▶ **Stated problem 1**:
In the Silly Wizard guest post, in what year did Bob Thomas leave the band?
▶ **Stated problem 2**:
From the Silly Wizard guest post, pull out the passage word for word: begin at the words "Guest Spot –" and stop after "USA in 1986.".

▶ **Text excerpt**:
Guest Spot – Silly Wizzard: The Parish of Dunkeld

Hi Everyone

Here’s one from the fantastic Silly Wizard; The Parish of Dunkeld, live from Boston, USA in 1986.

Silly Wizard are one of the many great bands who’s music has filled our home for as long as I can remember, I would have loved to have been around to watch them perform live. Over to Ian to tell you more…

Hi Folks


Here is something very different. It is not only superb music, it is also unique, nostalgic, and a masterclass from 1986 of a “live on tour” performance in Boston, USA by, to my mind, the best folk band ever to come out of Scotland, “Silly Wizard”.

I have been asked to write these lines by no less a figure than founder member, Gordon Jones (older brother of Brian Jones) and feel honoured to have been entrusted with this task. If I am being truthful it is a daunting prospect. The facts are all set out on the web. Wikipedia gives you the history, the line-ups, and the dates, and the band’s own website also has a more personalised biography, plus a rich variety of still obtainable, and memorable, recordings for sale.

There have already been thousands of words written about them during, and after, their remarkable 18-year career together (1970-1988). I was fortunate to see them perform several times during their heyday in the 1970’s and 1980’s and that was worth more to me than several volumes of narrative. Those nights still echo round my head, and in my mind’s eye, I can still see the fiendish, fluid, sometimes frantic, but always measured, fiddle playing of the boy genius that was Johnny Cunningham (fiddle, viola, mandolin), who was later joined by his equally talented brother Phil Cunningham, a brilliant accordion player. The solid foundation that “kept the ship on course” was provided by Gordon Jones, the rhythm engine room on guitar. His vocals and bodhran playing were also a major contribution to the band’s overall sound. His great friend, who was also there at the beginning, Bob Thomas, one of the finest acoustic guitarists of his generation, wove intricate patterns around Gordon’s solid rhythms, and had a lovely touch, and a great feel for the music. When Bob left the band (1978), Gordon‘s, “signature, percussive guitar playing” (brother Brian’s description), took on even more significance, although his bodhran playing continued to excel, and drive the band’s tune sets. Over the years, Gordan became one of the best exponents of this surprisingly difficult percussion instrument, and his playing, as with his guitar, certainly helped to drive the band along in many of their memorable instrumentals.

▶ **Supplied data**:
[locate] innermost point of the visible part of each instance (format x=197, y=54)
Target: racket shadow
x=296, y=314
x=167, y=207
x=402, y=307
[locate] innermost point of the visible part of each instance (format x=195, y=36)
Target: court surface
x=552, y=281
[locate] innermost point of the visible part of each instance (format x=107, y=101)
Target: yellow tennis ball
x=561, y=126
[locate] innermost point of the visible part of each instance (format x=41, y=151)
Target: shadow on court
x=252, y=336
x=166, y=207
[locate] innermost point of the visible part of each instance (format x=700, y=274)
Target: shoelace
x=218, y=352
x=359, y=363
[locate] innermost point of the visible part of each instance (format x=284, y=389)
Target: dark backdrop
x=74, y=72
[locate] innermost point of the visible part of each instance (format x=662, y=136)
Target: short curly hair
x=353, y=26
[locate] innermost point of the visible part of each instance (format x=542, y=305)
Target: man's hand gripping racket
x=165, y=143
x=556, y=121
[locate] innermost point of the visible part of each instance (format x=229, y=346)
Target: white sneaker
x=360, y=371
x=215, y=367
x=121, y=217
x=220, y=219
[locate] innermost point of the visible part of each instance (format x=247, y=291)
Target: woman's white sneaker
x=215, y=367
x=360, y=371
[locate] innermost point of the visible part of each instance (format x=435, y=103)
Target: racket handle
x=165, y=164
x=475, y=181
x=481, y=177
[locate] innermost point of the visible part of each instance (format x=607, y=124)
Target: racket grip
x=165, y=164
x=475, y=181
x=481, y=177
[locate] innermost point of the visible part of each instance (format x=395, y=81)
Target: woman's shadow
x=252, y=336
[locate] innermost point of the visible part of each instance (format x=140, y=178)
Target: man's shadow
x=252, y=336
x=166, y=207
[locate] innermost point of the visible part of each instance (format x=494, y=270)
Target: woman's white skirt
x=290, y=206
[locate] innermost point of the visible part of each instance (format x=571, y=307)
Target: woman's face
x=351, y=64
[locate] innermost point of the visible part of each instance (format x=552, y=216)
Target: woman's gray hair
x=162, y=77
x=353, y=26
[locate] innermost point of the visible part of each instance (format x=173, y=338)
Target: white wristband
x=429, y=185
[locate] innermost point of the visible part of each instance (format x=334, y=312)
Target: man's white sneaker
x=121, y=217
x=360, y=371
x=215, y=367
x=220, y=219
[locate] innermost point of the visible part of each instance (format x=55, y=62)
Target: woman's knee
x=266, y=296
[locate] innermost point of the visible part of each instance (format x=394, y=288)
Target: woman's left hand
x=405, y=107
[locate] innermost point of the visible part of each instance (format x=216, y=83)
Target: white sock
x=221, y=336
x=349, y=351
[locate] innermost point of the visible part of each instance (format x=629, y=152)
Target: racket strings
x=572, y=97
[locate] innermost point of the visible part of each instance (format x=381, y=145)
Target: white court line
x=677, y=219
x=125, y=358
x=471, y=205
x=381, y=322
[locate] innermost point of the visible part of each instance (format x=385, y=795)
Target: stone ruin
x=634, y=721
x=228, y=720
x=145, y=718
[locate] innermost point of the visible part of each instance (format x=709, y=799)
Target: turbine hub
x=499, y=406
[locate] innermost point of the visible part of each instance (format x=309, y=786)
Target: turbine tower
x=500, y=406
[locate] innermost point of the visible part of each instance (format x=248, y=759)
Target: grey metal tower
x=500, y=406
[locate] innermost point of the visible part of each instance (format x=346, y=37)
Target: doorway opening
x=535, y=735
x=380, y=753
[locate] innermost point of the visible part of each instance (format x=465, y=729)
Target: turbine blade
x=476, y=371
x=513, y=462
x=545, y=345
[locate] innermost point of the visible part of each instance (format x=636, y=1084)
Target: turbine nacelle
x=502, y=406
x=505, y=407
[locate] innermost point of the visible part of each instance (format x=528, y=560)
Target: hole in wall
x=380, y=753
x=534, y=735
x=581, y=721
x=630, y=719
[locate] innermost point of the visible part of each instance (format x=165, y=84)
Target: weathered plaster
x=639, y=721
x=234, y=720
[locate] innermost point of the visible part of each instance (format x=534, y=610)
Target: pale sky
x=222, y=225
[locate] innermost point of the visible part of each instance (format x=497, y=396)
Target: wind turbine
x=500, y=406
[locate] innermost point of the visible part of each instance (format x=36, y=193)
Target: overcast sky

▶ **Complete output 1**:
1978

▶ **Complete output 2**:
Guest Spot – Silly Wizzard: The Parish of Dunkeld

Hi Everyone

Here’s one from the fantastic Silly Wizard; The Parish of Dunkeld, live from Boston, USA in 1986.